> Questions à traiter:
[1] Les affirmations suivantes concordent-elles avec l'extrait sur les enquêtes en institutions totales ? (a) Audrey Linder a mené son enquête en psychiatrie communautaire. (b) Mathias Thura aborde l'institution pénitentiaire. (c) L'article de Mathias Thura examine des postures d'enquête par observation directe au sein des forces armées. Répondez à chacune par oui ou non, en citant exactement les mots décisifs de l'extrait.
[2] Rédigez la suite de l'extrait sur les enquêtes en institutions totales, en reprenant juste après sa dernière phrase.

> Extrait du document:
+ + + + +
Dans ce numéro, une place est laissée aux aspects méthodologiques et réflexifs relatifs aux terrains réalisés au sein des institutions dites totales. Audrey Linder revient dans son article sur son enquête ethnographique en psychiatrie communautaire, et met en valeur la façon dont l’entrée dans l’institution et le positionnement sur le terrain influent sur le type de données produites. Elle propose une analyse qui tend à démontrer que la prise de distance avec le concept d’institution totale liée à l’évolution diachronique de l’institution psychiatrique est susceptible d’invisibiliser les rapports de pouvoir qui sous-tendent les rapports entre patients et soignants. Mathias Thura propose lui aussi une perspective méthodologique en abordant l’institution militaire par le biais des positions occupées par le chercheur, insider ou outsider, et des conséquences que le choix d’une position ambivalente (entre proximité et distance) peut avoir sur ses analyses. Son article propose d’examiner les postures d’enquête par observation directe expérimentées au sein des forces armées, et d’interroger les conditions historiques, organisationnelles et sociales qui permettent de s’y établir et d’y conduire un terrain à caractère ethnographique.
+ + + + +
> Données de l'exercice:
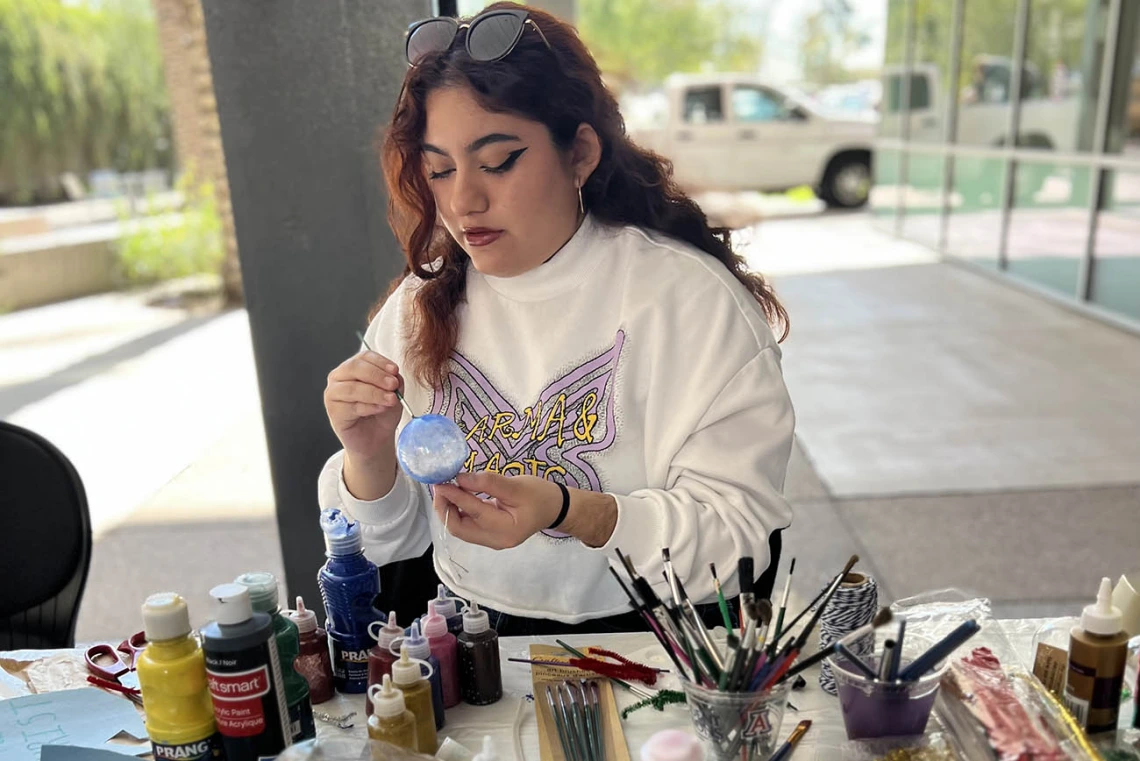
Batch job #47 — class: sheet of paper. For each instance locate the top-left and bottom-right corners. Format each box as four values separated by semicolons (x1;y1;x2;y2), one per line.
531;645;629;761
40;745;143;761
0;687;150;761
+ + + + +
> Réponses obtenues:
[1]
(a) Oui : « son enquête ethnographique en psychiatrie communautaire ».
(b) Non : « en abordant l’institution militaire ».
(c) Oui : « examiner les postures d’enquête par observation directe expérimentées au sein des forces armées ».

[2]
Ainsi, les différentes contributions de ce numéro témoignent-elles de la vitalité du concept d’institution totale qui, loin d’être obsolète, reste un outil heuristique encore fécond pour étudier les institutions sociales dans leur globalité : armée, monastère, hôpital psychiatrique, prison, institutions de soin dédiées aux personnes diagnostiquées démentes, ou en en circonscrivant des segments : unité de réhabilitation en psychiatrie sociale et communautaire, bloc opératoire pédiatrique, communautés thérapeutiques pour usagers de drogue. S’il importe aujourd’hui d’ethnographier les institutions totales, comme le font les auteur·es de ce numéro, c’est autant pour retrouver leurs traces – que reste-t-il de « totale » dans ces institutions – que pour y trouver une juste place entre les gardiens et les reclus, entre le dedans et le dehors, entre description et dénonciation.